__Instructions for the task__
The entries underneath need to be duplicated exactly, with none omitted.

__Exercise inputs__
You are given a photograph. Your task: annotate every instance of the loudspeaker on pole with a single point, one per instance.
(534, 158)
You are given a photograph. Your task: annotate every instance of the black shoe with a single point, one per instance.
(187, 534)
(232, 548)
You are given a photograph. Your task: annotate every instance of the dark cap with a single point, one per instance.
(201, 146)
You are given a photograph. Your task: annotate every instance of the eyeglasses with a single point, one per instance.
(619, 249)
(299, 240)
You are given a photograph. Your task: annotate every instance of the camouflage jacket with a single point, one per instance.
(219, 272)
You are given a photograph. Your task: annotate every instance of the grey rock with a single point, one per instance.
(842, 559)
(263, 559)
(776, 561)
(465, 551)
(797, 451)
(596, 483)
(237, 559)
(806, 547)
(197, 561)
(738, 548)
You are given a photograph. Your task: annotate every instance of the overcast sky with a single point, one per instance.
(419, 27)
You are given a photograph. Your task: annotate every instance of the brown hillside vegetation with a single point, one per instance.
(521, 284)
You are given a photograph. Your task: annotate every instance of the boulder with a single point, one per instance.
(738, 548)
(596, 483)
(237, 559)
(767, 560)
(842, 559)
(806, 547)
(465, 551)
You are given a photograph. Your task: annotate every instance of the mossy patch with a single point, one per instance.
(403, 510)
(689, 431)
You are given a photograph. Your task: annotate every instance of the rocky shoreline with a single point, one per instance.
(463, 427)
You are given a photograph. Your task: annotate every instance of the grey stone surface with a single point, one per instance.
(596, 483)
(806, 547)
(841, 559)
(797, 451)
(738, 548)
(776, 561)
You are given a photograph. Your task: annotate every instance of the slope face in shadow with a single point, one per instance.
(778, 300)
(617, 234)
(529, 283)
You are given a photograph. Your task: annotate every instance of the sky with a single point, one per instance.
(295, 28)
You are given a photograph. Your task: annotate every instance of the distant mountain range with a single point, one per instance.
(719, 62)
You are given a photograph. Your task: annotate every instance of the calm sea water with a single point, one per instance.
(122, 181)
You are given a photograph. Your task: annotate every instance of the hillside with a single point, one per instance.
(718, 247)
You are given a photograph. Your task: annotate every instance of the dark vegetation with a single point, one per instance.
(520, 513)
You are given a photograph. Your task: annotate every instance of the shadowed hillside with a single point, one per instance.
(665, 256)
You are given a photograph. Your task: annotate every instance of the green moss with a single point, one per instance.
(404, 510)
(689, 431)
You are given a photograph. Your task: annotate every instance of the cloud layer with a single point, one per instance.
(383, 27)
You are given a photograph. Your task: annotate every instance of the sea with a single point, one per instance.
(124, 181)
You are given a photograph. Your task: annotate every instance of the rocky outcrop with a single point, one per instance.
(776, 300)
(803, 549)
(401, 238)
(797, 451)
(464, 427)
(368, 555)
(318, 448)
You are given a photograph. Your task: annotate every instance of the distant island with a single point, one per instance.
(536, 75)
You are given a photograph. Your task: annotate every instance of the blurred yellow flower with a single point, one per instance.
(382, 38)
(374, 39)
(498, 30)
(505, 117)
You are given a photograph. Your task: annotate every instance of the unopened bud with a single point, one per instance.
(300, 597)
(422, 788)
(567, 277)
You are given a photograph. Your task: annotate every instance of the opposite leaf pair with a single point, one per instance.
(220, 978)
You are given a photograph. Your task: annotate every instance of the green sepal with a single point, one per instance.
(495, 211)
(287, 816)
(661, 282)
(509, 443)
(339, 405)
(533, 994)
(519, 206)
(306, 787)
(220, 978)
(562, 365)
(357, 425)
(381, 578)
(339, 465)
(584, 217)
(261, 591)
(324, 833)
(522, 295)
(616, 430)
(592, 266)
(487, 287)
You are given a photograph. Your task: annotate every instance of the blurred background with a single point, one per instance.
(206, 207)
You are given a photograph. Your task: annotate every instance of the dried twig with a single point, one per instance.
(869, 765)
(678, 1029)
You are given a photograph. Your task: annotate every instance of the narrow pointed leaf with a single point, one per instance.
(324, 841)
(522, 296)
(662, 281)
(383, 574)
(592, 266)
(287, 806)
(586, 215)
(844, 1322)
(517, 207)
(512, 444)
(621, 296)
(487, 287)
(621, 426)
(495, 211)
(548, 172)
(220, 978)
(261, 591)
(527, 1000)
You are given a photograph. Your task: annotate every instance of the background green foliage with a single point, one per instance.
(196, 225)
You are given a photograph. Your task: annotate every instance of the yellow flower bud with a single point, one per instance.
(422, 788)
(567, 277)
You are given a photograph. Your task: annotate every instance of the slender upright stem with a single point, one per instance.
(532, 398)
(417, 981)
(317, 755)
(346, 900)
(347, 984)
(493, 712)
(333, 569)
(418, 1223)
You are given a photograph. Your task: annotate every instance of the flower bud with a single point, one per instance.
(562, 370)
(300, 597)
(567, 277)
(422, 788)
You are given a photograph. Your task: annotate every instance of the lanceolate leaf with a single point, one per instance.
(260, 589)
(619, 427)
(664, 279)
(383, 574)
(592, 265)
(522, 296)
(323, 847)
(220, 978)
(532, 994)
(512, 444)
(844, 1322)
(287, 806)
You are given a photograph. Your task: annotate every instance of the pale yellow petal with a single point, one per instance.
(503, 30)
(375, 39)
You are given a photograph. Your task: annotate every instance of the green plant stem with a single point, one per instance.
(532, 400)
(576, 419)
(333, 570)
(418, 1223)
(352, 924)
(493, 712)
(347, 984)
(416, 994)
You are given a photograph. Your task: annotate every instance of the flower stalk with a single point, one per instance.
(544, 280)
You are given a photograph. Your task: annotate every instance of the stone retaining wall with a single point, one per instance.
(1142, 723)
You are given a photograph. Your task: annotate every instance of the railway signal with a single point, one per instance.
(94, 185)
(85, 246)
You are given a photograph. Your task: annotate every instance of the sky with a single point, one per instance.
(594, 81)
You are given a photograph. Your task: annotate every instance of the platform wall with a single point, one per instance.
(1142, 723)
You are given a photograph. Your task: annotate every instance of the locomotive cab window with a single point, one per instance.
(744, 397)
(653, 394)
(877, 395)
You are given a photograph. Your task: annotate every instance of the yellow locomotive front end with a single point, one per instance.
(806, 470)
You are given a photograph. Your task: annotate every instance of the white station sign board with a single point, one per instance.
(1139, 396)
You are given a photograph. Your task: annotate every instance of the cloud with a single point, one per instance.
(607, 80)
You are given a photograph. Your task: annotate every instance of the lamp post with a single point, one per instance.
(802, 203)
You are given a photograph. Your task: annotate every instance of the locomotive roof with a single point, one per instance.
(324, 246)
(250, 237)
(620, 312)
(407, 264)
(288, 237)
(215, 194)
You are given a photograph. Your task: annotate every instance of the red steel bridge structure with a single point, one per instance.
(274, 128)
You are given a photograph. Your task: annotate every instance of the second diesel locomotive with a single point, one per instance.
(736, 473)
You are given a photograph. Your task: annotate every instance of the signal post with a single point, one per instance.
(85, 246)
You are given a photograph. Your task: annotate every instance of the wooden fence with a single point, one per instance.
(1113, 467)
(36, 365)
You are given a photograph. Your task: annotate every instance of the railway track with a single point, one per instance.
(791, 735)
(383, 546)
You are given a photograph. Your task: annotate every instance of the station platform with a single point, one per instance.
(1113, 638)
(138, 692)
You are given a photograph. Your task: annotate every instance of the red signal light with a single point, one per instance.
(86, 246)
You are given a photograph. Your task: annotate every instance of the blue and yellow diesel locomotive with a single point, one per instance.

__Response__
You are given a photograph. Your task: annotate every instance of the loudspeaker on pole with a single point, one per instance.
(534, 158)
You are given a photograph. Your task: annotate every instance of the black shoe with a single point, one per instance.
(187, 534)
(232, 548)
You are given a photograph. Your task: annotate every instance of the dark cap with a single point, one per instance.
(201, 146)
You are given a photograph. Your task: annotate every instance of the eyeglasses with a single point, one per instance.
(619, 249)
(299, 240)
You are given a photograph. Your task: annotate every instance of the camouflage jacket with a single point, one per instance.
(219, 272)
You are given a photograph. Your task: annotate every instance of the grey rock with a single point, one per instance.
(842, 559)
(263, 559)
(776, 561)
(465, 551)
(797, 451)
(596, 483)
(237, 559)
(806, 547)
(197, 561)
(738, 548)
You are given a photograph. Your task: annotate every instance of the overcast sky with a single point, one per instance.
(419, 27)
You are given a photograph. Your task: annotate every instance of the brown hillside vegetation with a single point, one per instance.
(521, 284)
You are given a photograph. Your task: annotate every instance of the boulder with a single point, one per instance.
(738, 548)
(596, 483)
(237, 559)
(767, 560)
(842, 559)
(806, 547)
(465, 551)
You are given a photograph. Your task: annotate every instance of the mossy patch with a single point, one per instance.
(403, 510)
(689, 431)
You are given a photograph. Your task: annotate every instance of the rocky shoreline with a single point, one per instance.
(463, 427)
You are given a photograph. Your task: annotate every instance of the grey stone surface with a single point, one per instance.
(596, 483)
(806, 547)
(841, 559)
(797, 451)
(738, 548)
(776, 561)
You are given a photograph. Your task: annotate every instance of the slope face in shadow with a single point, one per instance.
(778, 300)
(617, 234)
(529, 283)
You are given a photograph. Your task: annotate every instance of the sky with a single point, one per instance.
(295, 28)
You are given a photograph. Your task: annotate every instance of the distant mountain range with a single point, one per instance.
(719, 62)
You are given a photograph. Your task: annotate every instance of the calm sea water with a single point, one per instance.
(122, 181)
You are given a photograph. Your task: annotate every instance of the hillside with a single point, one per instance.
(718, 247)
You are given a photograph. Your task: annotate every instance of the dark vegetation with a single point, one per instance.
(520, 513)
You are given a photograph. Your task: annotate every instance of the shadowed hillside with a single point, one per instance.
(665, 256)
You are given a photograph. Your task: annotate every instance of the green moss with a single point, one per instance.
(404, 510)
(689, 431)
You are given a photograph. Your task: annotate every instance of the cloud layer with a single point, one per instance.
(383, 27)
You are given a photograph. Your task: annotate every instance of the sea with a single point, one per instance.
(124, 181)
You are given a photograph. Your task: annotate every instance of the rocky outcrop with a single point, one per instance.
(776, 300)
(803, 549)
(401, 238)
(797, 451)
(464, 427)
(368, 555)
(318, 448)
You are given a photograph. Your task: annotate every instance of the distant island with a single point, one per instance.
(536, 75)
You are given a photograph. Your task: annotate every instance of the blurred yellow flower with a single point, one per instance.
(382, 38)
(374, 39)
(498, 30)
(505, 117)
You are given a photograph. Your task: annotate every instance of the unopened bud with a single point, one per instance.
(300, 597)
(422, 788)
(567, 277)
You are given a photograph. Your task: annotate every instance of the opposite leaf pair with a single point, one per instance.
(220, 978)
You are given a photograph. Your task: annotate every instance of the green sepal with a single point, one per instance.
(495, 211)
(287, 816)
(661, 282)
(509, 443)
(339, 405)
(533, 994)
(519, 206)
(306, 787)
(220, 978)
(562, 365)
(357, 425)
(381, 578)
(339, 465)
(584, 217)
(261, 591)
(324, 833)
(522, 295)
(616, 430)
(592, 266)
(487, 287)
You are given a photograph. Your task: annotate every instance of the blurred background with a single point, one per instance.
(206, 207)
You are given a photograph. Your task: annotate every instance of the dried twig with a single point, one per instance.
(869, 765)
(678, 1029)
You are given a photograph. Your task: annotate every instance of the narrow pointed leaf with a single point, one per instance.
(324, 841)
(522, 296)
(662, 281)
(383, 574)
(592, 266)
(287, 806)
(586, 215)
(844, 1322)
(517, 207)
(512, 444)
(621, 296)
(487, 287)
(621, 426)
(495, 211)
(548, 172)
(220, 978)
(261, 591)
(527, 1000)
You are given a photograph. Your task: annotate every instance of the background green foliage with a single point, one per instance.
(196, 225)
You are given a photograph. Your task: annotate every instance of the yellow flower bud with a single point, one per instance.
(422, 788)
(567, 277)
You are given a photograph. Your task: annotate every instance of the slender upright stem with a single point, one per instance.
(532, 398)
(417, 981)
(317, 755)
(346, 900)
(347, 984)
(493, 712)
(333, 569)
(418, 1223)
You are given a photograph. Your task: annotate every instance of the flower bud with a single point, one per instance.
(562, 370)
(300, 597)
(567, 277)
(422, 788)
You are given a photograph. Your task: annotate every instance of the lanceolate leaf with a single point, one per instance.
(260, 589)
(619, 427)
(664, 279)
(383, 574)
(592, 265)
(522, 296)
(323, 847)
(220, 978)
(532, 994)
(512, 444)
(844, 1322)
(287, 806)
You are given a photograph. Your task: annotate every instance of the pale yellow petal with a single point, one per instance.
(503, 30)
(375, 39)
You are given a photograph. Your task: annotate every instance of the green plant stem with a single point, one per instance.
(532, 400)
(576, 419)
(333, 570)
(418, 1223)
(352, 924)
(493, 712)
(347, 984)
(416, 994)
You are given a photograph. Your task: annotate every instance of the flower stalk with a single point, one per instance.
(544, 280)
You are given a photograph. Your task: annotate every instance of the stone retaining wall with a single point, one per instance.
(1142, 723)
You are given a photograph. Your task: annotate every instance of the railway signal with a single point, one per instance.
(94, 185)
(85, 246)
You are given a photograph. Your task: annotate every instance of the sky with a single point, one per instance.
(594, 81)
You are given a photograph. Your task: annotate every instance of the platform wall with a single point, one per instance.
(1142, 723)
You are given a photograph. Your task: annotate every instance of the locomotive cab window with a single point, one per instance.
(744, 397)
(653, 394)
(877, 395)
You are given a photograph. Your task: annotate every instance of the yellow locomotive front end with a single point, one per instance.
(806, 470)
You are given a photograph. Your task: annotate every instance of the white station sign board with a single point, one per instance.
(1139, 396)
You are given a photograph. Your task: annotate every instance of the cloud with a single point, one per instance.
(607, 80)
You are given a photograph. Your task: annotate every instance of the lamp post with a single point, one per instance.
(802, 203)
You are given a photograph. Your task: annotate every instance of the locomotive roof with a single point, one per instance.
(324, 246)
(250, 237)
(620, 312)
(407, 264)
(288, 237)
(215, 194)
You are given a photograph. Your task: annotate every instance of the red steel bridge structure with a single point, one per instance.
(274, 128)
You are given a photograph. Your task: annotate every instance of the second diesel locomotive with a single point, one per instance.
(736, 473)
You are given a photograph. Your task: annotate every instance of the signal post with a single point, one per instance.
(85, 246)
You are given a photograph. Your task: annotate every instance of the wooden fence with a single point, one per instance.
(1113, 467)
(36, 365)
You are given a photograph. Your task: annotate every instance of the railway track with a single point, one per instance.
(791, 735)
(383, 546)
You are given a photograph. Your task: annotate every instance of the station platform with a single point, one per instance.
(1113, 638)
(138, 692)
You are given a photograph. Your task: annotate every instance of the red signal light with a single point, one per instance.
(86, 246)
You are given a photograph. Your task: annotate every instance of the blue and yellow diesel locomotive with a single point, one per instance.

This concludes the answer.